Named object pointing entries:
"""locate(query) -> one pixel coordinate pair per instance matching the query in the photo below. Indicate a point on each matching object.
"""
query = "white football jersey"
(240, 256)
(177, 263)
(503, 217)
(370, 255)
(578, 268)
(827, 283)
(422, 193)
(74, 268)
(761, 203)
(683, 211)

Work required: Retype every record above exactly as it appears.

Result for this exercise:
"""locate(query) -> one pixel coordinate pair per instance matching the query in the photo below. Indicate a point on each matching object.
"""
query = "white football jersey"
(240, 256)
(177, 263)
(503, 217)
(370, 255)
(578, 268)
(827, 283)
(422, 193)
(74, 268)
(761, 203)
(683, 211)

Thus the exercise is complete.